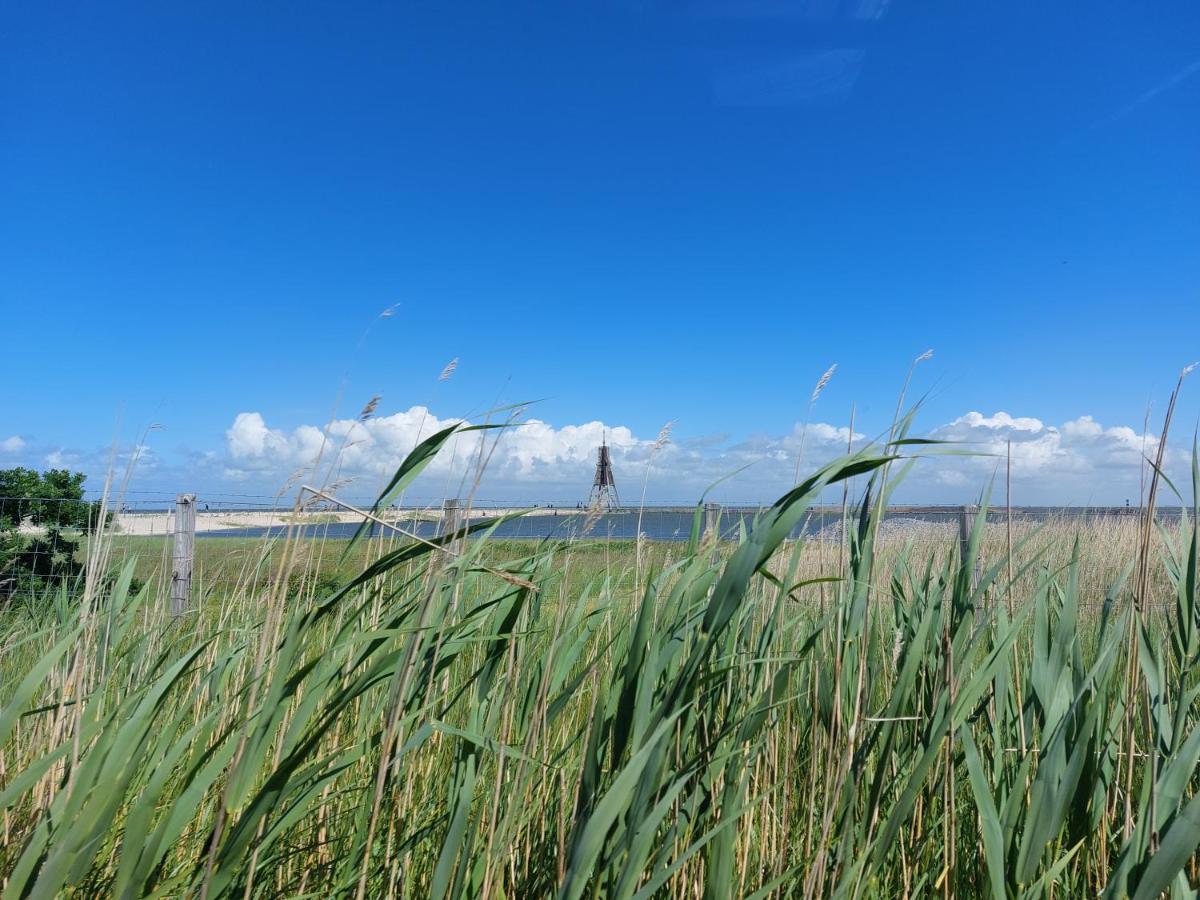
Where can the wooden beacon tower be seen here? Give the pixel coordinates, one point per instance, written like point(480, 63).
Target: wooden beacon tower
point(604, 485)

┄┄┄┄┄┄┄┄┄┄┄┄┄┄┄┄┄┄┄┄

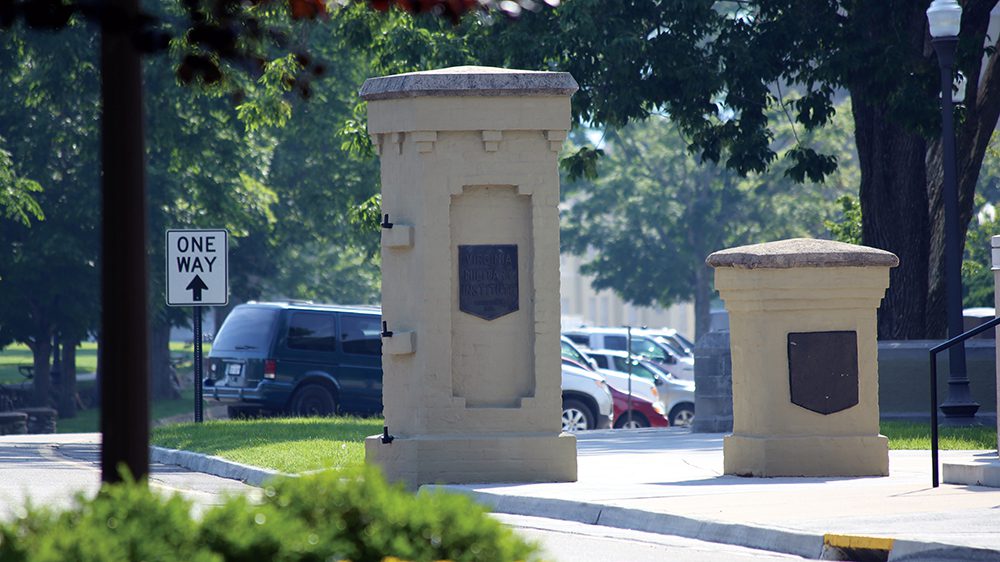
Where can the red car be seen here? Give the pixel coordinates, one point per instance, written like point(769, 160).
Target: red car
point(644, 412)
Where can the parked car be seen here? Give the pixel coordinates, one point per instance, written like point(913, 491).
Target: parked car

┄┄┄┄┄┄┄┄┄┄┄┄┄┄┄┄┄┄┄┄

Goal:
Convert the material into a Markdown table with columns headed Row and Line, starting at the line that contains "Where can the wooden" and ending after the line that contains "point(604, 485)". Number each line in the Row column and leave out blank lines.

Exercise answer:
| Row | Line |
|---|---|
| 1 | Where can the wooden beacon tower be seen here? Give the pixel coordinates, one point per instance, written like point(480, 63). |
| 2 | Target: wooden beacon tower |
| 3 | point(604, 485) |